# WORK TO DO
Arrange the lines of the items below as a Markdown table with the columns Row and Line. Begin at the line containing "with gray hair?" and continue through the line containing "167,225 -> 204,249", numbering each row and omitting blank lines.

═════ DATASET CONTENT

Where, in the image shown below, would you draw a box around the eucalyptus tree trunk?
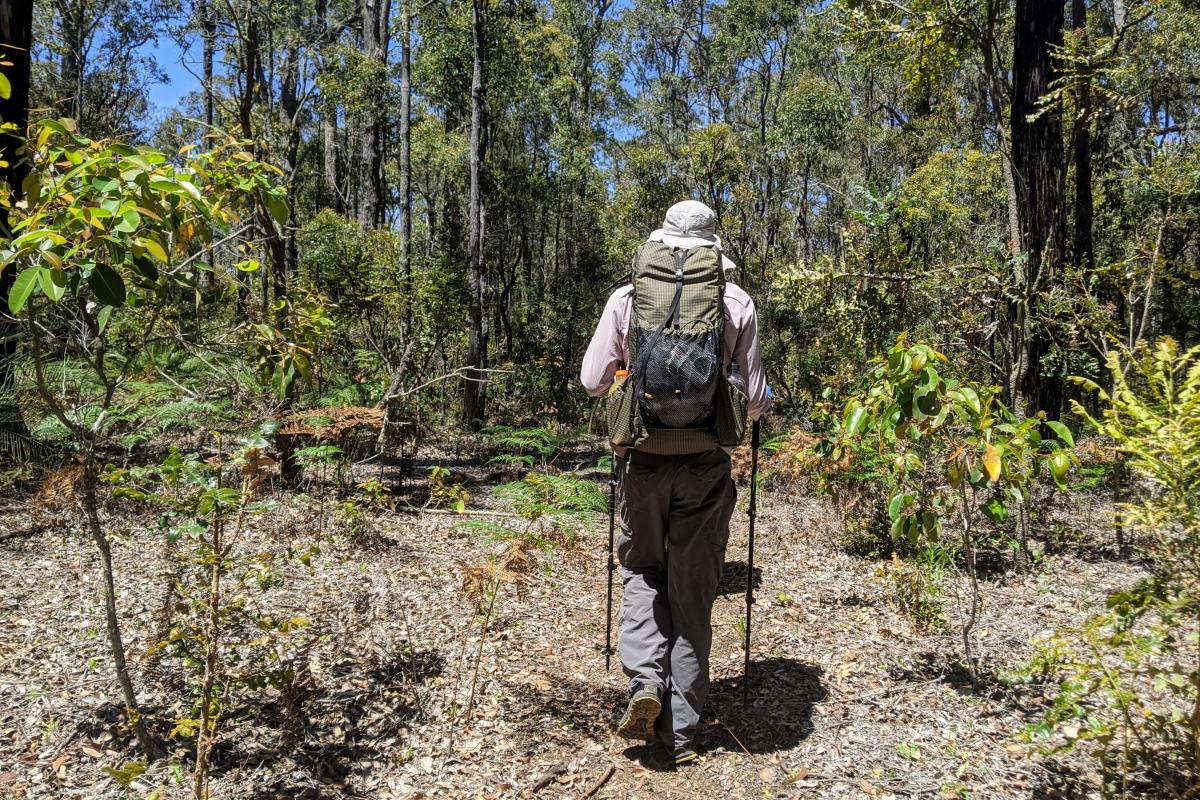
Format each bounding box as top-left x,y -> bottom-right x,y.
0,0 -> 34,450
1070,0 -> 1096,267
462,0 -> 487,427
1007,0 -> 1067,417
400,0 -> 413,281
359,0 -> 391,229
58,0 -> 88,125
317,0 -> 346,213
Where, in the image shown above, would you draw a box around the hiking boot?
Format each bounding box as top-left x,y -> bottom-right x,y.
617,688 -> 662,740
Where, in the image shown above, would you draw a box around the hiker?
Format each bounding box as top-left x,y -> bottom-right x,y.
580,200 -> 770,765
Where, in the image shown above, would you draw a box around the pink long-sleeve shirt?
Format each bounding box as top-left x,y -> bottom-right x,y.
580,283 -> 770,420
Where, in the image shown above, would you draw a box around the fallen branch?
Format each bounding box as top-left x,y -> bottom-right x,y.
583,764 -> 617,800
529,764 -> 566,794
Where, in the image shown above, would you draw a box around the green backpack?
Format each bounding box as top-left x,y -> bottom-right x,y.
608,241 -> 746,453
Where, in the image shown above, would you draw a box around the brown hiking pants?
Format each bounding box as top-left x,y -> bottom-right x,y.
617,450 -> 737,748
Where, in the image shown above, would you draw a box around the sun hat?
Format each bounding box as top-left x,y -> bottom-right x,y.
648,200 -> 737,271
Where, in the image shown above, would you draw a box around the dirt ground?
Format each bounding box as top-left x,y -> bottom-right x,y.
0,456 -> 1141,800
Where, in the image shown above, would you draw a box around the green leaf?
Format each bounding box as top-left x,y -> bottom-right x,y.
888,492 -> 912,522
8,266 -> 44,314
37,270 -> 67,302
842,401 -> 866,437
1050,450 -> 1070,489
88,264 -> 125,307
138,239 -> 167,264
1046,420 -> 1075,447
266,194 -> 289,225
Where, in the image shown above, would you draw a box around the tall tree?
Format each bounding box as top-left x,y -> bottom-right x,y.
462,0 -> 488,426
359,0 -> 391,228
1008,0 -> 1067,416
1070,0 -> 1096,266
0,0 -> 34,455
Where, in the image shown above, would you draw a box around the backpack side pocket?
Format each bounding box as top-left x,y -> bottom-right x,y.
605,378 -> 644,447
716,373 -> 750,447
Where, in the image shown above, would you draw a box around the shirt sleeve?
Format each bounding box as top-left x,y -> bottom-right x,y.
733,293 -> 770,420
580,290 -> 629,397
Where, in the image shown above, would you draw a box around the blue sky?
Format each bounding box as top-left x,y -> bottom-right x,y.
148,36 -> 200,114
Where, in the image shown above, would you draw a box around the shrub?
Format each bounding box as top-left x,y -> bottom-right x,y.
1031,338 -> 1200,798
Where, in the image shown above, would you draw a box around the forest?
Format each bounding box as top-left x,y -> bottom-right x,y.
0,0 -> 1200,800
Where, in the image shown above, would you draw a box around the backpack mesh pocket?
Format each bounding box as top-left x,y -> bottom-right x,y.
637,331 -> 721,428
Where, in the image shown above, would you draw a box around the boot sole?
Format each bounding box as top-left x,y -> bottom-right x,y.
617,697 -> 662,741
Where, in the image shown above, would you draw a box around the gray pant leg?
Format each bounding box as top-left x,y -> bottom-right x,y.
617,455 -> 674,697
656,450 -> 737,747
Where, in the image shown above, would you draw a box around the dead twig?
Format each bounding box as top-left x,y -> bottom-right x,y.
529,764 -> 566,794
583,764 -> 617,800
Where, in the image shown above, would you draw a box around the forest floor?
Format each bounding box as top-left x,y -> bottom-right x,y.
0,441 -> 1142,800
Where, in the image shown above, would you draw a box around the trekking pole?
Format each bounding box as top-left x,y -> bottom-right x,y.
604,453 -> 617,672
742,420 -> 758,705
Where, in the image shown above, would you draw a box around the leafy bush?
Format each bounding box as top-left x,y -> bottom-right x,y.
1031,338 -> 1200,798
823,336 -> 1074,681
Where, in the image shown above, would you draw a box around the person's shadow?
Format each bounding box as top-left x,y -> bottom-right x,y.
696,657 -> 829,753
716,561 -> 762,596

══════════
═════ DATASET CONTENT

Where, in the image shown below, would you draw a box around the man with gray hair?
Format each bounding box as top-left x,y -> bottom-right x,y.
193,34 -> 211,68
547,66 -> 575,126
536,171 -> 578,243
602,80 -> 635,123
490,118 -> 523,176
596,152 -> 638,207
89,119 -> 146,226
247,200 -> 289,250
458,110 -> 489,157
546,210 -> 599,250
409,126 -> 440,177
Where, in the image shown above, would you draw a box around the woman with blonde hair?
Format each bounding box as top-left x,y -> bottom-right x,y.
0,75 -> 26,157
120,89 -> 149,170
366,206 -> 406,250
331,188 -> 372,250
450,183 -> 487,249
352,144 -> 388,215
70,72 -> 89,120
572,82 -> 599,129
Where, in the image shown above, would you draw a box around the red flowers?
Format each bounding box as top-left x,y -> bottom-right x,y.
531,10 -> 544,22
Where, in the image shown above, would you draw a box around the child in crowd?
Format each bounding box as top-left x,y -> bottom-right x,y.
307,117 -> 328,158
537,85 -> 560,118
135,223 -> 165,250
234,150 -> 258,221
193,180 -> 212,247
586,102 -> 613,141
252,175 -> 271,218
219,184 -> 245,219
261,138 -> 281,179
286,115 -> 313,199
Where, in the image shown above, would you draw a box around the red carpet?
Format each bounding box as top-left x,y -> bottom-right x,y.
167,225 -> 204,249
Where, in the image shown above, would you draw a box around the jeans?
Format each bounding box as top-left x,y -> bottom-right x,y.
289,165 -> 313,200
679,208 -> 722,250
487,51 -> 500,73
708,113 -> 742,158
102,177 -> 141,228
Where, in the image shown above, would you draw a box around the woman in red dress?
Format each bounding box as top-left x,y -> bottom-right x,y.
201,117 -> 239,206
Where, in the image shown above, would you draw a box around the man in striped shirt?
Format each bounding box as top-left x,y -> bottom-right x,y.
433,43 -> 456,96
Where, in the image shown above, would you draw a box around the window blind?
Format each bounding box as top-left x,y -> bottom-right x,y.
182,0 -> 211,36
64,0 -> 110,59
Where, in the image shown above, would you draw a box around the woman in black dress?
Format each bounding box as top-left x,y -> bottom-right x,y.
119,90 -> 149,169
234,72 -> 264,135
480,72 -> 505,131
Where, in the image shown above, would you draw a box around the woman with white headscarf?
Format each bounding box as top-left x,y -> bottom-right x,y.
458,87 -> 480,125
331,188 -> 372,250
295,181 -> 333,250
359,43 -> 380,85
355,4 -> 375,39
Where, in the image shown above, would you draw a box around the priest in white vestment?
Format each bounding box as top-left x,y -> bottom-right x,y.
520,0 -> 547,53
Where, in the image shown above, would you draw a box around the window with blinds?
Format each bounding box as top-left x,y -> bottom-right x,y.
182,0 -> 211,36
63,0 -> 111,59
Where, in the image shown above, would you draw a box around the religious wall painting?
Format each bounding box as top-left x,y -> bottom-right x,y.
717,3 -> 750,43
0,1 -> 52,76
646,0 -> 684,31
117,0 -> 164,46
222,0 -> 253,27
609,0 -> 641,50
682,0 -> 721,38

══════════
═════ DATASET CONTENT

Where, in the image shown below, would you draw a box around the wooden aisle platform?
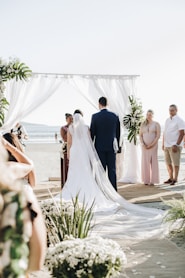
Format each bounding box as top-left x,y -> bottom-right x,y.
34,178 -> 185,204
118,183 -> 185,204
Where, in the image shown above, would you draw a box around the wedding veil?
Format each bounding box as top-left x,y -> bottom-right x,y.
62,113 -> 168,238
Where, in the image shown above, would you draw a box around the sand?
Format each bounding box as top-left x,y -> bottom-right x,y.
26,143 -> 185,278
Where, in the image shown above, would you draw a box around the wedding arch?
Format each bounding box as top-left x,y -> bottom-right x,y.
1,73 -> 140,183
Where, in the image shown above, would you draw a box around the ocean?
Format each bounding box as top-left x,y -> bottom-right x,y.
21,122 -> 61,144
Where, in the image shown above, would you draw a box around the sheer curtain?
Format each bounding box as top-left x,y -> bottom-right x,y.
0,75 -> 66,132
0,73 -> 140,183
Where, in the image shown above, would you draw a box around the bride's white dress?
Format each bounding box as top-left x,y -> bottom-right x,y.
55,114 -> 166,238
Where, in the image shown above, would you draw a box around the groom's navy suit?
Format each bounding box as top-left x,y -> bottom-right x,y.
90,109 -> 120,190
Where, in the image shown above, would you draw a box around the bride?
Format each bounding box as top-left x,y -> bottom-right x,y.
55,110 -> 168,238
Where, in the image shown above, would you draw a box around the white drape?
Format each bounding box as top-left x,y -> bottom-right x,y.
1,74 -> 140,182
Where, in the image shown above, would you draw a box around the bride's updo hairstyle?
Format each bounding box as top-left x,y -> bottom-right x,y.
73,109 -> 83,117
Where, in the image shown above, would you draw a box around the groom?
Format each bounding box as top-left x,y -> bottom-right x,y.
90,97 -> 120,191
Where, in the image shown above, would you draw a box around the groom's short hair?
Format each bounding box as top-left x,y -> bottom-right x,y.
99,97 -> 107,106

══════════

# ANSWER TO THE PROBLEM
| Row | Line |
|---|---|
| 1 | Where, in the image shown below, would you draw a box around the man with gray hair? |
| 2 | Format each bounding box as top-left x,y -> bottom-right x,y. |
| 3 | 193,34 -> 211,68 |
| 4 | 547,66 -> 575,126 |
| 5 | 536,171 -> 578,243 |
| 6 | 602,80 -> 635,123 |
| 7 | 490,118 -> 523,176 |
| 8 | 596,152 -> 638,207 |
| 9 | 89,119 -> 146,226 |
| 10 | 247,200 -> 289,250 |
| 11 | 458,110 -> 489,157 |
| 12 | 546,210 -> 599,250 |
| 13 | 409,126 -> 440,177 |
| 14 | Where, in the image shown above, would you draw a box around the woman with blonde hair? |
| 15 | Format each bounding box as top-left x,y -> bottom-right x,y. |
| 16 | 0,75 -> 26,157 |
| 17 | 120,89 -> 149,170 |
| 18 | 366,206 -> 406,250 |
| 19 | 331,188 -> 372,250 |
| 20 | 450,183 -> 487,249 |
| 21 | 352,144 -> 388,215 |
| 22 | 70,72 -> 89,120 |
| 23 | 572,82 -> 599,129 |
| 24 | Where, in the image shown above, would you draw a box around the red flowers? |
| 25 | Format each bounding box as top-left x,y -> bottom-right x,y. |
| 26 | 531,10 -> 544,22 |
| 27 | Where, in the image shown above, would you draw a box around the child in crowd? |
| 28 | Format each bounding box as top-left x,y -> bottom-right x,y. |
| 29 | 307,117 -> 328,158 |
| 30 | 537,85 -> 560,118 |
| 31 | 135,223 -> 165,250 |
| 32 | 234,150 -> 258,221 |
| 33 | 193,180 -> 212,247 |
| 34 | 586,102 -> 613,141 |
| 35 | 252,175 -> 271,218 |
| 36 | 219,184 -> 245,219 |
| 37 | 261,138 -> 281,179 |
| 38 | 286,115 -> 313,199 |
| 39 | Where, in the image shown above, would you draw a box around the red carpet? |
| 40 | Format each bounding box as top-left x,y -> bottom-right x,y. |
| 41 | 167,225 -> 204,249 |